SUPPLIED INFORMATION Start Marker
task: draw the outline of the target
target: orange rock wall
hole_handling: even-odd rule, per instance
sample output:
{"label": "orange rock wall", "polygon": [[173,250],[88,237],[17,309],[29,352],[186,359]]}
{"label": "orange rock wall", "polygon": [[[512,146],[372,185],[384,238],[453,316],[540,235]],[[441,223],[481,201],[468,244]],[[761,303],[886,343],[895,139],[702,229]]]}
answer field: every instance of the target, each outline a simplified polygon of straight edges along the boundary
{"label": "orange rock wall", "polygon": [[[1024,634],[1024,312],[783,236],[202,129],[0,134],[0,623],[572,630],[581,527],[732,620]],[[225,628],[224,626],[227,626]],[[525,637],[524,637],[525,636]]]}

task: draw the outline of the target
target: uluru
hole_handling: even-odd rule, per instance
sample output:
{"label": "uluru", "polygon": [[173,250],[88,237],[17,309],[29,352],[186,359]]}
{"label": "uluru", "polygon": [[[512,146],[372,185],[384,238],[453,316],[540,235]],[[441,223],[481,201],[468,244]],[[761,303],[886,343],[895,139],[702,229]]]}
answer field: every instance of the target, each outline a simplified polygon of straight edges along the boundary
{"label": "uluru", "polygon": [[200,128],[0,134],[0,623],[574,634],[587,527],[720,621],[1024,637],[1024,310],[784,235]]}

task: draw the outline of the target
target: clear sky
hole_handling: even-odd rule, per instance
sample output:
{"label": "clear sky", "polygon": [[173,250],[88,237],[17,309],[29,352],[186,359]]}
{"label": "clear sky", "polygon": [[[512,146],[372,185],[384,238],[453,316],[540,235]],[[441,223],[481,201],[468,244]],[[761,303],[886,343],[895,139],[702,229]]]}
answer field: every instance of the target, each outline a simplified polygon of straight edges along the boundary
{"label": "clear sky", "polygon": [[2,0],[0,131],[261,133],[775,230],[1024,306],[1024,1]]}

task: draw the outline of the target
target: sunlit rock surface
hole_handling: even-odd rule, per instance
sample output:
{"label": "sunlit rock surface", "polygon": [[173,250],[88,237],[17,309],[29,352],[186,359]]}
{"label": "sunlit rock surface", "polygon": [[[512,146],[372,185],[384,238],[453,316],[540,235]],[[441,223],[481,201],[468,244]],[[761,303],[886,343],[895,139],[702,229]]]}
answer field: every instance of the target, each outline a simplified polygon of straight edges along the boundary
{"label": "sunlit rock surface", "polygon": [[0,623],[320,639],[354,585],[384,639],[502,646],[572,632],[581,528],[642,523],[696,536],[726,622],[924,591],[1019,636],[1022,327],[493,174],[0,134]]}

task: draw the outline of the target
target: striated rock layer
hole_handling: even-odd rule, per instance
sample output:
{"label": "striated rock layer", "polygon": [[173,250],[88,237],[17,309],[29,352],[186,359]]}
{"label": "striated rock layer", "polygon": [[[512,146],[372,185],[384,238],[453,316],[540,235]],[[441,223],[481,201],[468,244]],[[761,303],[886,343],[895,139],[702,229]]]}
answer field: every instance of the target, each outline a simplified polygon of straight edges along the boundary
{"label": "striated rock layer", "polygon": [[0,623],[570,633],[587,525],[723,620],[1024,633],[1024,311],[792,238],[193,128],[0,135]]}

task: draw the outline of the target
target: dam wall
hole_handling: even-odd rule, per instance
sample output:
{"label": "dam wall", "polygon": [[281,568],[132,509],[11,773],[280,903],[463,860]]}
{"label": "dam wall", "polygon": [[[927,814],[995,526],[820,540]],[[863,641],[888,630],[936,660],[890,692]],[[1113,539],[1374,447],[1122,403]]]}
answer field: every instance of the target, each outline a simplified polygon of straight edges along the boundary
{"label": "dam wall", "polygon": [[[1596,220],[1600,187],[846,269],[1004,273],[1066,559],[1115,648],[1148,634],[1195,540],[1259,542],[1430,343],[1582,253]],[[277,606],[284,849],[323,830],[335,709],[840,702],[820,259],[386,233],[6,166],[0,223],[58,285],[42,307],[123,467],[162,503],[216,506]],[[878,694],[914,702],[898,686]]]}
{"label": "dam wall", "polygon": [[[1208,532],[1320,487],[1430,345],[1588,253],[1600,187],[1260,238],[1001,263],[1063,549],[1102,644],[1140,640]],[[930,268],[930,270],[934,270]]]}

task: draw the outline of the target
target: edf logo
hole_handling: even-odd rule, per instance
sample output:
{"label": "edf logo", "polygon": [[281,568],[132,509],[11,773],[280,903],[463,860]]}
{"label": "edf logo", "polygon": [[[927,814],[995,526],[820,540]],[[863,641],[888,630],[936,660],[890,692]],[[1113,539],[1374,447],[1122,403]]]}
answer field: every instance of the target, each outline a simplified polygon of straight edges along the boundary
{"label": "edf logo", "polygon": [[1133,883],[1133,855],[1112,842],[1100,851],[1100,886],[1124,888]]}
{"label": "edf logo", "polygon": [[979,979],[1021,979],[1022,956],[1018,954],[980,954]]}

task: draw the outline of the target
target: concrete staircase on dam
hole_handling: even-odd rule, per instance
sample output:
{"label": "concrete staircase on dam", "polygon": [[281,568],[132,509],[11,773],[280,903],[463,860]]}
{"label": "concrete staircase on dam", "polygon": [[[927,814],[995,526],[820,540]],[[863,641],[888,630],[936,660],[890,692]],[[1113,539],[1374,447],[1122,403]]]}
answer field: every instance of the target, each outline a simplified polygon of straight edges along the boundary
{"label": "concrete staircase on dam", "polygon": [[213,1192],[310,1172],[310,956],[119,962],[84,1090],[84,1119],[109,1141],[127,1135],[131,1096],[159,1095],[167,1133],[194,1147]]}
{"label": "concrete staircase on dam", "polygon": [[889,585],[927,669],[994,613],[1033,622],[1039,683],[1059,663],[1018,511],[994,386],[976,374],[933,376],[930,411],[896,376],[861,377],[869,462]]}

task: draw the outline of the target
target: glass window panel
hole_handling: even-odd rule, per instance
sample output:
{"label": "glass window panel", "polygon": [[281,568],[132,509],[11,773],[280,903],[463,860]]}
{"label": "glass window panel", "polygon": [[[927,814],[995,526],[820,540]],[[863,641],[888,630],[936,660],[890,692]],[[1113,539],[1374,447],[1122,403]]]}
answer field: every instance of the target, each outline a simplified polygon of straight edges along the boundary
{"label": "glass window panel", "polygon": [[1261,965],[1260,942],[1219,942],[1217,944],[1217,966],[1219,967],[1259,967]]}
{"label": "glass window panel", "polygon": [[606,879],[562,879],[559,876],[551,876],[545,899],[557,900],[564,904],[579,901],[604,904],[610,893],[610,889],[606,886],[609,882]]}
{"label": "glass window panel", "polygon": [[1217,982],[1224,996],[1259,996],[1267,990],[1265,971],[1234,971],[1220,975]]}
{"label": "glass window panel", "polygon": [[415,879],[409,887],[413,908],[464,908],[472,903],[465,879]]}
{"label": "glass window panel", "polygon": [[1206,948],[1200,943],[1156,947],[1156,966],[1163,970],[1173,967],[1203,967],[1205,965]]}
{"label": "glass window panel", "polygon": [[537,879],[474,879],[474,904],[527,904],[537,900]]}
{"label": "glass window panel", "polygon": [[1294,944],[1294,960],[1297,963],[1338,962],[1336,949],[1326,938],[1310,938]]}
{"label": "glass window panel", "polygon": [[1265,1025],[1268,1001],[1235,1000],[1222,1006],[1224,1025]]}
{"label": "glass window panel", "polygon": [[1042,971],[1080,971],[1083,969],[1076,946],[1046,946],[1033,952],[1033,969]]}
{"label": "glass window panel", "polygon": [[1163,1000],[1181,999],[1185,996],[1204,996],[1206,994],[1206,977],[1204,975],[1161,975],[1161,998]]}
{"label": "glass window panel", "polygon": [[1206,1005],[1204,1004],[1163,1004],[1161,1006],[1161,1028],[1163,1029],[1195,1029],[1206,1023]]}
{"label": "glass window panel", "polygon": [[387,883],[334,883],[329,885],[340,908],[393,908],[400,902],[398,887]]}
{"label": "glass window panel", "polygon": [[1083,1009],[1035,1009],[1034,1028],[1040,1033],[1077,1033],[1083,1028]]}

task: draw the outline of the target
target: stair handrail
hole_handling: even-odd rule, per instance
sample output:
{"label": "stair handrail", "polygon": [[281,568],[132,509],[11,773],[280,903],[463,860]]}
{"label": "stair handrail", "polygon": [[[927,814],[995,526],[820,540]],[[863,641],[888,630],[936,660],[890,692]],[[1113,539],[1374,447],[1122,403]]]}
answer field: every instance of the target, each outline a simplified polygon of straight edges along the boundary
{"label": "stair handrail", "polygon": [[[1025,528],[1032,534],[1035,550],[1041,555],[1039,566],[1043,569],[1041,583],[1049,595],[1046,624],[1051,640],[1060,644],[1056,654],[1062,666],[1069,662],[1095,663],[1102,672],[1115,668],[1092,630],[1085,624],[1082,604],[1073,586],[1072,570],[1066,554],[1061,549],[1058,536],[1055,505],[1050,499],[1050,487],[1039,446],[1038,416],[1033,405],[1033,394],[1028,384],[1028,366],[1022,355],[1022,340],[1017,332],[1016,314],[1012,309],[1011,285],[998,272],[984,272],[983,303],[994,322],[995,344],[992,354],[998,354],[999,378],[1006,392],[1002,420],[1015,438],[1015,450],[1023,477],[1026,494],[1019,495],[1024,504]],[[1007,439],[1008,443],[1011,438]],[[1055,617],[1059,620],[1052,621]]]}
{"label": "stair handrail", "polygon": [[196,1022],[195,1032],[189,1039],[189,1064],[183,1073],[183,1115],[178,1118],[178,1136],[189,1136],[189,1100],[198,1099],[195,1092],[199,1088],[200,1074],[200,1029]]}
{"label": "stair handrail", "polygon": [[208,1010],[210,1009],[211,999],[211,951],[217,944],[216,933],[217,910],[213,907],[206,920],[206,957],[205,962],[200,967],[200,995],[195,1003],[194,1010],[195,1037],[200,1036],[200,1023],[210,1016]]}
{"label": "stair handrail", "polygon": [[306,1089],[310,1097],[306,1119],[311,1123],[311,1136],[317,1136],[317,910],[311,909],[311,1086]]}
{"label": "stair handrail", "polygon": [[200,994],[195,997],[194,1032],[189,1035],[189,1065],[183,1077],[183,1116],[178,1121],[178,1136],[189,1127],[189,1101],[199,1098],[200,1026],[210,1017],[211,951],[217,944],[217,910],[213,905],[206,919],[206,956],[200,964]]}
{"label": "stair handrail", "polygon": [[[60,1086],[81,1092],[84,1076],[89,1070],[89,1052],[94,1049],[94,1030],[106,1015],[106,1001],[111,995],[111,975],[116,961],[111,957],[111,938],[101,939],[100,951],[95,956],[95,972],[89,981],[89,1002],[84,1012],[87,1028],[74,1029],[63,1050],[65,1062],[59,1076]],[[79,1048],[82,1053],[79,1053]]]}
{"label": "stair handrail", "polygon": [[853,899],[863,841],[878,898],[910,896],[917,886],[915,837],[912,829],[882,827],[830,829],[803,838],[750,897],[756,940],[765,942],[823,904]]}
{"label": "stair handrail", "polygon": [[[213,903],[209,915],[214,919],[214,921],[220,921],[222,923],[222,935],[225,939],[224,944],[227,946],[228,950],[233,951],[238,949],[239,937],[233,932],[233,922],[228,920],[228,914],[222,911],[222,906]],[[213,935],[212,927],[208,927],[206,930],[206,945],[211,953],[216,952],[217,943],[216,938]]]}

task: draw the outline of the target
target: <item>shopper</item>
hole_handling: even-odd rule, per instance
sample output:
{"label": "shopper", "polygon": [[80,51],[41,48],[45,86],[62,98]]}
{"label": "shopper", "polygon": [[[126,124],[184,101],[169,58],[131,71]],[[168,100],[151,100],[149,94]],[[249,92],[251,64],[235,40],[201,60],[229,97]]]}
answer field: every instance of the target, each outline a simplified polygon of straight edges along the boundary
SUPPLIED INFORMATION End Marker
Copy every line of the entries in which "shopper" can be found.

target: <item>shopper</item>
{"label": "shopper", "polygon": [[80,51],[41,48],[45,86],[62,98]]}
{"label": "shopper", "polygon": [[[126,124],[184,101],[169,58],[131,71]],[[168,100],[151,100],[149,94]],[[249,92],[251,64],[235,40],[201,60],[229,97]]]}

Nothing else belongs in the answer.